_Your assignment:_ Leaving the pictures aside, repeat each line below exactly.

[Start of section]

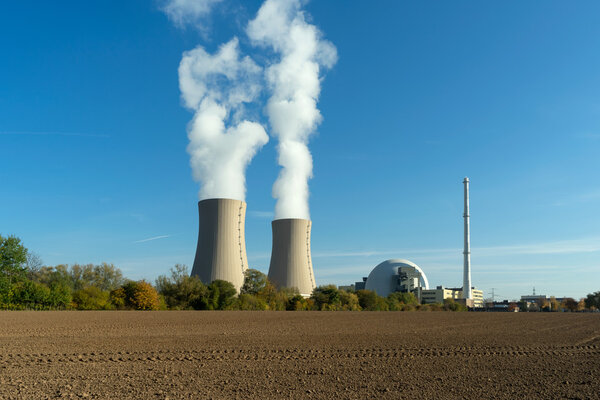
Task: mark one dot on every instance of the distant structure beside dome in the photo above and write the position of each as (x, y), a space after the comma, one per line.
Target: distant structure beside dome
(395, 275)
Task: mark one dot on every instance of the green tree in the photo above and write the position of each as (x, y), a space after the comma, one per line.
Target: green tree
(370, 301)
(349, 301)
(570, 304)
(399, 301)
(91, 298)
(451, 305)
(31, 294)
(251, 302)
(254, 282)
(182, 291)
(326, 297)
(13, 257)
(221, 295)
(592, 301)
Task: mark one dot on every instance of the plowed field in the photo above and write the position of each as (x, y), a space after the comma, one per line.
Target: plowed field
(299, 355)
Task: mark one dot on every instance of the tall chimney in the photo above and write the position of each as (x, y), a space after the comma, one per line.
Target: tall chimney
(291, 264)
(467, 251)
(221, 250)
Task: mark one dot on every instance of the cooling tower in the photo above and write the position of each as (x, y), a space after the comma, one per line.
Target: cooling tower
(221, 251)
(291, 265)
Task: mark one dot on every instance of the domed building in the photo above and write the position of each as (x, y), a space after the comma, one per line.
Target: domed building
(395, 275)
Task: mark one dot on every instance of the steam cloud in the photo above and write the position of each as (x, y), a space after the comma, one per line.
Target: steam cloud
(183, 12)
(216, 87)
(292, 109)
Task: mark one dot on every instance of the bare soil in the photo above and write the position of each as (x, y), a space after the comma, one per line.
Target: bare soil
(298, 355)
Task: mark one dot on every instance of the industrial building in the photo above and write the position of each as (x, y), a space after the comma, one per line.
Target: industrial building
(404, 276)
(440, 293)
(291, 263)
(221, 249)
(395, 276)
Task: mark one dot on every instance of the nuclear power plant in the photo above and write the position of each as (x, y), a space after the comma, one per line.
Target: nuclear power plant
(221, 254)
(466, 292)
(221, 250)
(291, 264)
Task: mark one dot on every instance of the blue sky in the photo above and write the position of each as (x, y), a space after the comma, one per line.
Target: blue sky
(93, 139)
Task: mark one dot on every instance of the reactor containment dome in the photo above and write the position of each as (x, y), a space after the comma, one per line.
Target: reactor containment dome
(396, 276)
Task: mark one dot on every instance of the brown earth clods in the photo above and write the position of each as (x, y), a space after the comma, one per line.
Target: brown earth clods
(299, 355)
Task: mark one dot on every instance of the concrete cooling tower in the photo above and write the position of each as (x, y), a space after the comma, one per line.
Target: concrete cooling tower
(221, 251)
(291, 265)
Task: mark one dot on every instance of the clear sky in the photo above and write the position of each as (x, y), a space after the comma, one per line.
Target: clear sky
(93, 160)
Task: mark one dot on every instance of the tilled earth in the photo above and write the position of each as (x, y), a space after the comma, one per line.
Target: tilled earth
(299, 355)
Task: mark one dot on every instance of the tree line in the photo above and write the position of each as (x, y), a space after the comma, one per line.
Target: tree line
(26, 284)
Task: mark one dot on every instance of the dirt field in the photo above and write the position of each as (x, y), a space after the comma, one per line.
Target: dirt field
(299, 355)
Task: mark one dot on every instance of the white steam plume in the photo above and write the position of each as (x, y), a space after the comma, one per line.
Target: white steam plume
(295, 85)
(216, 87)
(184, 12)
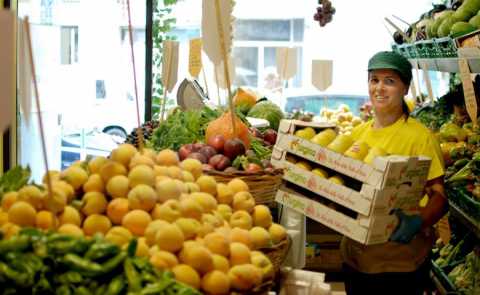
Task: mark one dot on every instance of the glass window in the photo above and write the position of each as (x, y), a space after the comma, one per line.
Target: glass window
(246, 66)
(85, 77)
(298, 29)
(69, 45)
(100, 91)
(270, 66)
(262, 30)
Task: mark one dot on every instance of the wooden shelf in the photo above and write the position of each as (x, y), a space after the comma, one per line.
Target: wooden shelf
(467, 221)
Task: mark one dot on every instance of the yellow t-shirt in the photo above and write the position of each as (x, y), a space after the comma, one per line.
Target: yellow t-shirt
(404, 137)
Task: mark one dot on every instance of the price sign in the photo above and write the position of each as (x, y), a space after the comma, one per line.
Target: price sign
(195, 57)
(468, 91)
(444, 230)
(426, 78)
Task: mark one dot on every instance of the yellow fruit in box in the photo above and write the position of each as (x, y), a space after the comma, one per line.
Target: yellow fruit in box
(187, 275)
(320, 172)
(244, 99)
(337, 179)
(341, 143)
(305, 133)
(22, 213)
(304, 165)
(373, 153)
(344, 108)
(410, 103)
(261, 261)
(324, 137)
(358, 150)
(8, 200)
(74, 175)
(356, 121)
(216, 282)
(341, 118)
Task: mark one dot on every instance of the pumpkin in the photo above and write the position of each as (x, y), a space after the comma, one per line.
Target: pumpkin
(244, 100)
(223, 126)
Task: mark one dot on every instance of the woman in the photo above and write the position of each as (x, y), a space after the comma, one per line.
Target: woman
(399, 266)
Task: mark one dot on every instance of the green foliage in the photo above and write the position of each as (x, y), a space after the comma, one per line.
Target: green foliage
(163, 22)
(182, 127)
(14, 179)
(268, 111)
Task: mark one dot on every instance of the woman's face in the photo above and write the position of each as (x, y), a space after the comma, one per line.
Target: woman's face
(386, 91)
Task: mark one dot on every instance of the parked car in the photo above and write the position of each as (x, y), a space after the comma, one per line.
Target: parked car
(315, 103)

[End of section]

_Exercise output:_
Task: mark one dot on every instance of the distant structure beside dome in the photo above and write the position of each as (x, y), a space after the comma, one per line.
Target: distant structure beside dome
(395, 275)
Task: mark one dot on every instance of the green tree in the photo above and write the position of each as (x, y), a space after the comma, one per line.
Target: green tree
(370, 301)
(349, 301)
(570, 304)
(399, 301)
(91, 298)
(451, 305)
(31, 294)
(251, 302)
(254, 282)
(182, 291)
(326, 297)
(13, 257)
(221, 295)
(592, 301)
Task: mark one dot on every instance of the plowed field in the photo above and write the position of each as (x, y), a space after the comma, one per line.
Target: plowed field
(299, 355)
Task: mark one dot on every instance of the tall chimney in the photo above and write the position of each as (x, y), a space after the comma, one per line.
Target: tall chimney
(291, 264)
(467, 251)
(221, 250)
Task: mark one dot on every instance of the cooling tower in the photo above and write the position of each as (x, y), a space after the comma, one per line.
Target: cooling tower
(221, 251)
(291, 265)
Task: mark one dot on every instance of the domed building in the photo above and write the position of each as (x, y), a space after the comma, one per line.
Target: domed building
(395, 275)
Task: mark one dot on every instance of the steam cloud in the photo above and write the position of each as (x, y), a space after the comma, one per line.
Target: steam cloud
(183, 12)
(216, 87)
(292, 109)
Task: mark one dot on every instance of the bare soil in the photo above and write the position of each as (x, y), a space after the comma, one per line.
Target: bare soil
(298, 355)
Task: mark one dot on every instance of the industrial building in the photo above and write the position of each as (x, y), a space after the comma, one per line.
Target: industrial building
(404, 276)
(440, 293)
(291, 263)
(221, 249)
(395, 276)
Task: mark one dot on every instance of the nuclear power plant in the photo above and write the position of each as (x, y), a space after the comma, one per line.
Target: nuclear power plant
(221, 254)
(466, 292)
(221, 250)
(291, 264)
Task: mark one dot on every instance of the blue sky in the photo above and write the position of each as (x, y), a space after the comma, one per line.
Target: blue sky
(93, 139)
Task: mark one dot on every instance of the reactor containment dome in the photo above and write the position of each as (x, y), a space after the comma, one per line.
Target: reactor containment dome
(396, 276)
Task: mark one dot on every instance of the brown earth clods in the photo above and write the position of each as (x, y), a space after the comma, one per line.
Target: brown earth clods
(299, 355)
Task: mark one dot on every instance of the concrete cooling tower in the photo above and write the position of each as (x, y), a space after the comma, one per line.
Target: concrete cooling tower
(221, 251)
(291, 265)
Task: mark one dot on every instance of the clear sky in the photo above and write the position of each as (x, y), a space after the comma, one per line.
Target: clear sky
(93, 160)
Task: mark one dot on every instance of the tilled earth in the photo above and write the position of each as (x, y), a space after the comma, one per line.
Target: tilled earth
(299, 355)
Task: mark one dot on every instance of the tree line in the photo above and write the position of each as (x, y), a space after the comma, one per line.
Target: tree line
(26, 284)
Task: mark one dot on every instance of the dirt field in the photo above and write the position of each as (x, y), a space after the comma, one per line.
Target: dirt field
(299, 355)
Task: mark one dot on every instance of the white steam plume in the photo above and write the position of each as (x, y), a space after the comma, one per line.
Target: white steam plume
(295, 85)
(216, 87)
(184, 12)
Task: mark one dot on every instance of the glass window in the photo above and write the position of each as (x, y), a space after the comma, one per line.
Target: glass window
(246, 66)
(85, 77)
(298, 29)
(69, 45)
(100, 91)
(270, 66)
(262, 30)
Task: mark one dot on every instance of the wooden shelf in the photo above and write the position of each as (x, y), a space after the comma, one per line.
Target: wooden shelf
(467, 221)
Task: mark one dot on every instance of the yellow t-shirt in the photo above and write the position of each as (x, y), a space after the comma, one per line.
Target: yellow t-shirt
(404, 137)
Task: mark one dot on every instance of the price sign in the photo above and write the position of each as (x, y), a space after the comma, one per line.
Target: price sign
(195, 57)
(468, 91)
(444, 230)
(426, 78)
Task: mark one dot on every instance of the yellow fruit in box in the photo above and write the position of each as (x, y), a space after the comma, one per line.
Target: yellow fruit in box
(187, 275)
(320, 172)
(244, 99)
(337, 179)
(341, 143)
(305, 133)
(22, 213)
(304, 165)
(373, 153)
(344, 108)
(410, 103)
(261, 261)
(324, 137)
(358, 150)
(8, 200)
(74, 175)
(356, 121)
(216, 282)
(341, 118)
Task: mark one dot on every instance of the pumpkin in the photo above and write the position of each as (x, y), a space after the comma, one per line.
Target: pumpkin
(244, 100)
(223, 126)
Task: mark one dot on every instance of the woman in the photo above and write the position of each as (x, y), a space after the comma, one per line.
Target: woman
(399, 266)
Task: mark one dot on every instance of the green foliage in the photo above and write the position of each as (x, y), a space after the comma, one per line.
Target: green foliage
(163, 22)
(182, 127)
(14, 179)
(268, 111)
Task: mark one dot on every instance of the woman's face in the photo above and write the position of each as (x, y), a space after the comma, one per line.
Target: woman's face
(386, 91)
Task: mark one dot on every instance of the parked car in the photo above and write the position of each as (x, y), a space after the comma, one per line.
Target: parked car
(315, 103)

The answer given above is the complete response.